### EXERCISE INSTRUCTIONS
Collect every line of the records that contains the word "floral".

### EXCERPTED DATA
* * * * * * *

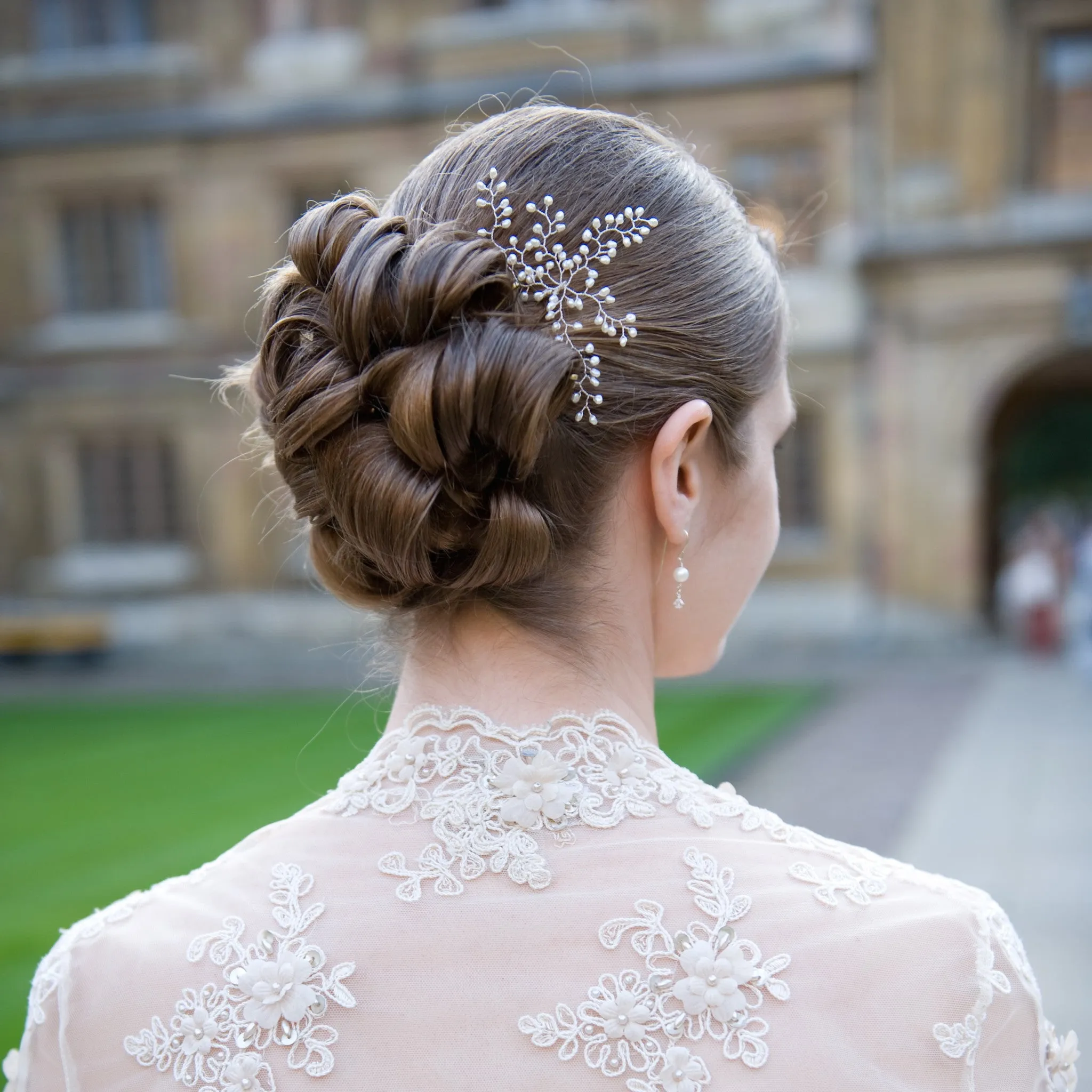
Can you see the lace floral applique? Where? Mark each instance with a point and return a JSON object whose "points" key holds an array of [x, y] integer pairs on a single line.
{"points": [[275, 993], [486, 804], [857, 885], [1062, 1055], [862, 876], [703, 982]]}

* * * * * * *

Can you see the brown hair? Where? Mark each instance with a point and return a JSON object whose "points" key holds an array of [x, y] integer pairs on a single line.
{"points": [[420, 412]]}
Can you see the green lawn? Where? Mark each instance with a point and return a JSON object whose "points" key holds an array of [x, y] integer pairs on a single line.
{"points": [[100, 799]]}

* * * * * * *

### RESPONSE
Can you see the lace floral applique? Where? Mark each instance with a point and return a JSON object whose "points" key holds an array of [x, y] integer pairs on a single line.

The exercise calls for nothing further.